* **RECORDED DATA**:
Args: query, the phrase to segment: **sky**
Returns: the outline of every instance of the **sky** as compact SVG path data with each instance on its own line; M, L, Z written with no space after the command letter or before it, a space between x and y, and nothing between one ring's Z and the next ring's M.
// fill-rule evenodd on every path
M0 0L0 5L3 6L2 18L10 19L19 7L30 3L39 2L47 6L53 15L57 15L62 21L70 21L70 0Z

* * *

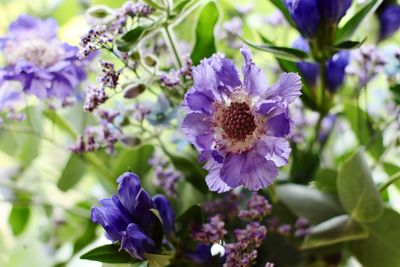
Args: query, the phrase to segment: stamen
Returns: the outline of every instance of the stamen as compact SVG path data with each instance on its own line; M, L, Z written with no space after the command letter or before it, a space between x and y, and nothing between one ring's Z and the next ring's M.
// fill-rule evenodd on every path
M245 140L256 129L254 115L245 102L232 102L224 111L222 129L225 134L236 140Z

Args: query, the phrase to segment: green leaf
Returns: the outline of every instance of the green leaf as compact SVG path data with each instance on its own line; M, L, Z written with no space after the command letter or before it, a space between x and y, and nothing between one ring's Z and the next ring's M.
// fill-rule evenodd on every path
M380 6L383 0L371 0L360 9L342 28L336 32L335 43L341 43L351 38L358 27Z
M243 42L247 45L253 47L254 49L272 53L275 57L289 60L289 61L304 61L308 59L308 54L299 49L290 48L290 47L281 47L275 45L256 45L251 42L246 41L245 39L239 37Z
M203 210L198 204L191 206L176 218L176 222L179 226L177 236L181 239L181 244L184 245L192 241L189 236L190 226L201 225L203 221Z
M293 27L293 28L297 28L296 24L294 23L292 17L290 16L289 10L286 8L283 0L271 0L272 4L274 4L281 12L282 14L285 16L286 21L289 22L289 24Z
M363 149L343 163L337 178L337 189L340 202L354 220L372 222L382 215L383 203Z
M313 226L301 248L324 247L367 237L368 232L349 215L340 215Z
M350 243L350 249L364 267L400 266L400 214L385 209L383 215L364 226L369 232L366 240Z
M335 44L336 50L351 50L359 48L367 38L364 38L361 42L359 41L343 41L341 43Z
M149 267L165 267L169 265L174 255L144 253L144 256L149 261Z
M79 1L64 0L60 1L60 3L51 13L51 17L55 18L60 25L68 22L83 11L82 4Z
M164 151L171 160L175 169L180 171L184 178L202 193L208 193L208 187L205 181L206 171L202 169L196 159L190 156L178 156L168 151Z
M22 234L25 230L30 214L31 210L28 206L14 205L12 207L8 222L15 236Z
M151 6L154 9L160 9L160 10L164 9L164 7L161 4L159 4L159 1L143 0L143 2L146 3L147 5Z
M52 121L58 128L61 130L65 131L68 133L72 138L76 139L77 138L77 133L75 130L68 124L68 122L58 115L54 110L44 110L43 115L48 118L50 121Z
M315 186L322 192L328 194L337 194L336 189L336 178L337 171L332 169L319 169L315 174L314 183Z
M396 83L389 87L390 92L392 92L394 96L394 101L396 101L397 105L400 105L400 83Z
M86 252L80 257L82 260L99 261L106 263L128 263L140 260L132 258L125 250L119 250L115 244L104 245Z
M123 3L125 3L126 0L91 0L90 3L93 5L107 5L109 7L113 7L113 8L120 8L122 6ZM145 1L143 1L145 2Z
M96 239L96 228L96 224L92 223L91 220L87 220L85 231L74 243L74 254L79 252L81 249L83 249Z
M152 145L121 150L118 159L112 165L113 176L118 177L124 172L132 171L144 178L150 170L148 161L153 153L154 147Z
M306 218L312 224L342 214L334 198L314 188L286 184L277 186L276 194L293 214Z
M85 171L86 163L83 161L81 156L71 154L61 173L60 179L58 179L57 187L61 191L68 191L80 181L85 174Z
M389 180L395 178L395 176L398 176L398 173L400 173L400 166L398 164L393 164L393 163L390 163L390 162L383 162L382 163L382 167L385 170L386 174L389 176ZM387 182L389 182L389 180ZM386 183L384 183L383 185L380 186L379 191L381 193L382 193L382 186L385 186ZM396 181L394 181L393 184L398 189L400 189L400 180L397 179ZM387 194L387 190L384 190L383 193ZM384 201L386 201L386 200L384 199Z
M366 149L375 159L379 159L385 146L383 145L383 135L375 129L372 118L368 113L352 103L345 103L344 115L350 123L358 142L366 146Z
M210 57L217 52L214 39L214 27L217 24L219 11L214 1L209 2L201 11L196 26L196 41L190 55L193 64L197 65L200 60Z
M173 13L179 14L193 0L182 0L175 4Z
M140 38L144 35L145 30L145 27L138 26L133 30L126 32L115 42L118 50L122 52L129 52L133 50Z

* **EXERCISE OBJECTIVE**: Return all lines from the data that include the string "query".

* **SOLUTION TO THIS EXERCISE**:
Args: query, the phrase to segment: **sky**
Args: query, the phrase to segment: stamen
Args: query, the phrase to segment: green leaf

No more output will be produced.